Continue the forum thread about dog nicknames from the point where it stops.

┌─ Excerpted passage

I call Cosmo Cosmopolitan a lot, though I'm not sure where it came from...

I can't recall any nicknames for Samson....but I'm sure I have them....


----------



## Dog (Sep 26, 2006)

RickGibbs said:


> I call Cosmo Cosmopolitan a lot, though I'm not sure where it came from...
> 
> I can't recall any nicknames for Samson....but I'm sure I have them....


You can't!?!?!? How many children and GR have you got now!!!:doh:


----------



## TheHooch (May 9, 2007)

Oaklys Dad said:


> When I am giving him commands it is always Oakly but when we are playing it is Oak or Scum Puppy.


How can you call my dog scum puppy??? ROFL

Hooch


----------



## MisterBailey (Jun 28, 2007)

Lol, Bailey gets...
Bails, Hay Bales, Mr Bailey (his NZKC papers have him as "mr" so thats where that comes from), trouble, mischief and more recently because hes getting bigger and clumsier, Goofy.


----------



## lovestofly (Feb 25, 2007)

I forgot Putz's FAVORITE nick name - GOOF!!!!!


----------



## carrie (Mar 7, 2006)

In english the nicknames of Carrie doesn't sound so interesting that they are 
Her name is Carolina-
-Carrie
-Carichka
-Carunta
-Carolinets
-Kuchentse(this means puppy in bulgarian)
-Mundze,Butse(this has no meaning my little brother invent it 
-Carcka
-Carrick
-Sunze (this is a combination betweet "sun" and "slantse"[slantse means sun in bulgarian] )
...and many others :bowl:


----------



## kowey (Feb 28, 2006)

*Double*

"Double" is also known as "Loulou"....


----------



## Rosco's Mom (May 1, 2007)

lovestofly said:


> Putz is:
> 
> Putter
> Put Man
> ...


Isn't that from a commercial? I can't remember what the commercial was for...but it makes me laugh everytime. LOL


----------



## Rosco's Mom (May 1, 2007)

└─
┌─ Data excerpts

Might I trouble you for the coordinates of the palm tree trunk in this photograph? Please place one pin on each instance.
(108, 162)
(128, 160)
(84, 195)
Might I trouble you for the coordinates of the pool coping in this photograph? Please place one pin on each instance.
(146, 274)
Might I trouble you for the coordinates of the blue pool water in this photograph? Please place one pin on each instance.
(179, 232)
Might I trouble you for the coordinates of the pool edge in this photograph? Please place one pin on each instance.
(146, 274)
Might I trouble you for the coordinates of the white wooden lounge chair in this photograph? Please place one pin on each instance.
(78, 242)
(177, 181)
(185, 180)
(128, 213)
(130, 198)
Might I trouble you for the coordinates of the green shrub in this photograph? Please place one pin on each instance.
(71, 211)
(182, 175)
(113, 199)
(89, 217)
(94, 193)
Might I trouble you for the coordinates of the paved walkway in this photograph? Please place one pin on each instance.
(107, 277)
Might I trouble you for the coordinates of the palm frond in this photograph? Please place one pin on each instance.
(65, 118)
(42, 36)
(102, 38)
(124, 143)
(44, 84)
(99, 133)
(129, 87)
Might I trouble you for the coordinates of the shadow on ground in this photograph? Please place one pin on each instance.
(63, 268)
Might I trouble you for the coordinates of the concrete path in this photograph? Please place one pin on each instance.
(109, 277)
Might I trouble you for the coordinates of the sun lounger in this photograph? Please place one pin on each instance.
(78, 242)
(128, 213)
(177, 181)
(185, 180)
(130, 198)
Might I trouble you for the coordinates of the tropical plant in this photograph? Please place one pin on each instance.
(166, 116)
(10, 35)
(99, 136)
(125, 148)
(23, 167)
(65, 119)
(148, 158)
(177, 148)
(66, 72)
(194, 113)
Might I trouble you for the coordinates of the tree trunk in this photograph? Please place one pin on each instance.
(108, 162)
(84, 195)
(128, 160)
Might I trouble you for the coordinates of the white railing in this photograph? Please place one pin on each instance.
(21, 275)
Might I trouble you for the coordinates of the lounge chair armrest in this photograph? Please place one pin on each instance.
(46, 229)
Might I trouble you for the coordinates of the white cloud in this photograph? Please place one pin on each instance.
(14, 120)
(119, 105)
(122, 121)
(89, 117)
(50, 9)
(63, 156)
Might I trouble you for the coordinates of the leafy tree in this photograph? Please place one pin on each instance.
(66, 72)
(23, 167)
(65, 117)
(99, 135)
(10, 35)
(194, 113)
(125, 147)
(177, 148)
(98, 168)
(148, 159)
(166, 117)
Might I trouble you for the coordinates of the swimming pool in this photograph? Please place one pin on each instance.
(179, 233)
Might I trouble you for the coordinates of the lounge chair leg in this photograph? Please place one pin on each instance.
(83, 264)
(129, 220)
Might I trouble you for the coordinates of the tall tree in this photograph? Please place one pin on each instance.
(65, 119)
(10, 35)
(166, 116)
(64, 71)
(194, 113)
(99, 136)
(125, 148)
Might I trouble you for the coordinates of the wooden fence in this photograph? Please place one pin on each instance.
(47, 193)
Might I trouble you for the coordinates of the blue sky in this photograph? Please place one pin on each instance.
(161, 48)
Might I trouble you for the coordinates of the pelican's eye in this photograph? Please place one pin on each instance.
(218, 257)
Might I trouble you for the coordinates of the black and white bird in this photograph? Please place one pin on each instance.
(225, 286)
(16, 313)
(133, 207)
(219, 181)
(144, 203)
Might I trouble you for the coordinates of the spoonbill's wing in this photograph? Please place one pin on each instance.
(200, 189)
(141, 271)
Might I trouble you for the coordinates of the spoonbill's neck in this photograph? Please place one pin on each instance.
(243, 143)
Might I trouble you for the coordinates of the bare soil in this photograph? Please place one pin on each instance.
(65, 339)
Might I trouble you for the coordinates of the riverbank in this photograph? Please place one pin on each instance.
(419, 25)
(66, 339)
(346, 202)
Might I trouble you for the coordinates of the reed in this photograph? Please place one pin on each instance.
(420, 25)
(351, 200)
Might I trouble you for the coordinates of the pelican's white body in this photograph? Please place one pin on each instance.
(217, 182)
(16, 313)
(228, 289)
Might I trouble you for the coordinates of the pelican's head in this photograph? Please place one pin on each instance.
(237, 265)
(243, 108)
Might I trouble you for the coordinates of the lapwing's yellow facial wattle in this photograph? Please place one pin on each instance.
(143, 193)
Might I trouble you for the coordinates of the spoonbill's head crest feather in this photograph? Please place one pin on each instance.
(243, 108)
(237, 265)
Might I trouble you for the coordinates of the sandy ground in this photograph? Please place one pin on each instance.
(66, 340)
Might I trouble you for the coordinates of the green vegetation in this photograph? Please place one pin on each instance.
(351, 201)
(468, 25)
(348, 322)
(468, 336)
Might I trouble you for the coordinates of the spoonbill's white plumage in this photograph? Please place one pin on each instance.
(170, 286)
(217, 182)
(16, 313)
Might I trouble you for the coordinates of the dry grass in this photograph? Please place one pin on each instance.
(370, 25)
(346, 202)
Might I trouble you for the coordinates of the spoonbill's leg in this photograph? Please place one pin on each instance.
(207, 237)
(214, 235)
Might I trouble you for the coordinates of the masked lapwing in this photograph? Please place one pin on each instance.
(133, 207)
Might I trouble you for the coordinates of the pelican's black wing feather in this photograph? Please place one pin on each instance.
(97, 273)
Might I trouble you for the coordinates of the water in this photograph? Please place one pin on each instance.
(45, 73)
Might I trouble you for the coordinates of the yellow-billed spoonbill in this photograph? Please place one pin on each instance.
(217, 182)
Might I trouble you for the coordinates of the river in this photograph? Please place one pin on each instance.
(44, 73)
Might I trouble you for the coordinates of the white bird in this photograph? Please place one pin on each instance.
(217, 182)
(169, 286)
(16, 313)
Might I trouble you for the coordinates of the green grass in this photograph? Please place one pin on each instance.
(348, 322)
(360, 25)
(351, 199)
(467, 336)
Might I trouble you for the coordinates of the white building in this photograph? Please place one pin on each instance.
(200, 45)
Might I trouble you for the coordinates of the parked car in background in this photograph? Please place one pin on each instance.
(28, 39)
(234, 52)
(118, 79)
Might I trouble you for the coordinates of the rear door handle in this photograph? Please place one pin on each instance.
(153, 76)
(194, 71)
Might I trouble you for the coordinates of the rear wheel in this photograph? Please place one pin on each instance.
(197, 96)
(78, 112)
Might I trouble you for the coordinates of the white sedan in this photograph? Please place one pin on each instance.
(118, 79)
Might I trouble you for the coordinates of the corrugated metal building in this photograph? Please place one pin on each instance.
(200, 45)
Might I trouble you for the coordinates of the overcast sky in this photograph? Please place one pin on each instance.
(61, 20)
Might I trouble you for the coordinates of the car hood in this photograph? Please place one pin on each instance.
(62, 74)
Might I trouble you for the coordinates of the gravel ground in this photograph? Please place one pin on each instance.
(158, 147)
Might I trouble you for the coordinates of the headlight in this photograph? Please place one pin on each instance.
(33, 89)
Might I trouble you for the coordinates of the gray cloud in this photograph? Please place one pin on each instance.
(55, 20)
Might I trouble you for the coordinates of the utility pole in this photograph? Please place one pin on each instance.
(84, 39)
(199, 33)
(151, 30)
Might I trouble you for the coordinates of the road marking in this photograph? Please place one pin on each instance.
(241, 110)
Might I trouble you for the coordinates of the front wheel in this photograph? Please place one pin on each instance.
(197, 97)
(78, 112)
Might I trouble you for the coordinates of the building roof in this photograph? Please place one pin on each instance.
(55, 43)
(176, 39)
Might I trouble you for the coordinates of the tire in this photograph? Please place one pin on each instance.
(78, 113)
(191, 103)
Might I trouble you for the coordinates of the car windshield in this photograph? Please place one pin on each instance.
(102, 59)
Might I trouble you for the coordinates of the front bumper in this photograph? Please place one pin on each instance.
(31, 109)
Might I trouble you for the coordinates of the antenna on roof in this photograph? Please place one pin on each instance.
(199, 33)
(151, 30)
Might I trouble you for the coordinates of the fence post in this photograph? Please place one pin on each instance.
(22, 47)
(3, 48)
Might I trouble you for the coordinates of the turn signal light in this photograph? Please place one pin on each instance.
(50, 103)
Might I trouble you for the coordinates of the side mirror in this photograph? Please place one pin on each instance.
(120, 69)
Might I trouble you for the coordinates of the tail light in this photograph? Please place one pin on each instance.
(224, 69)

└─

Result:
Rosco doesn't really have a nickname....

We do call him Puppy and sometimes i'll call him Poopy. I used to call my collie that too....=)


----------



## goldenluver (Feb 26, 2007)

I call Shianna either wiggle butt or Boo.


----------



## RickGibbs (Dec 16, 2005)

Rosco's Mom said:


> Isn't that from a commercial? I can't remember what the commercial was for...but it makes me laugh everytime. LOL


PetSmart:


----------



## KerryandMolly'smum (Jan 17, 2007)

Kerry gets called Kerry gold
Molly has more nicknames, Moo, Mol Mol, Molly Moo, Molly Mule

Both girls get called bubs, baby and mummy's little girl 

Foster dogs also get nicknames

Denny- Denny Bear
Henry- Shadow
Frankie- Frankie pankie
Joseph- Jo Jo
Teddy- Sir Teddy Humpalot


----------



## lgnutah (Feb 26, 2007)

Brooksie, Brooksie boy


----------



## Charlie06 (Feb 10, 2007)

soooo many....

Chew-wa-wee
Chucky
Beast
Charles
Chuckles


----------



## Tuckerlover (Jun 4, 2007)

Our first golden Midori now at the bridge we would call her Dori Now we have Tucker aka The Tuckster.


----------



## Sunshine Goldens (Oct 31, 2005)

Marty:
Marty McParty
Dirty Marty
Dirts

Ruthie:
Her Maj
Rufus

Walter:
Dubs
Dub-Dub

My other dogs aren't GR's so I won't list their nicknames.


----------



## Wrigleysmom (Dec 30, 2006)

Wrigs, Wrigglemeister, for Wrigley. Addy, Addikins, Mighty Mouse, for Addison.


----------



## skyqueen (Jun 14, 2007)

Baby
Tiny Girl
Tiny
for some reason I like that word tiny-weird huh!


----------



## KatzNK9 (Feb 27, 2007)

Ozzy —

Oz
OzMan
Ozzfest (when he's outside having a Barkfest at the squirrels)
Ozzy Brown (reminds me of Charlie Brown when I say, "you're a good dog, Ozzy Brown")

and ... when he's in brat mode, Mark sometimes calls him "you lil [email protected]@rd":curtain:


----------



## Sit Happens (Jul 7, 2007)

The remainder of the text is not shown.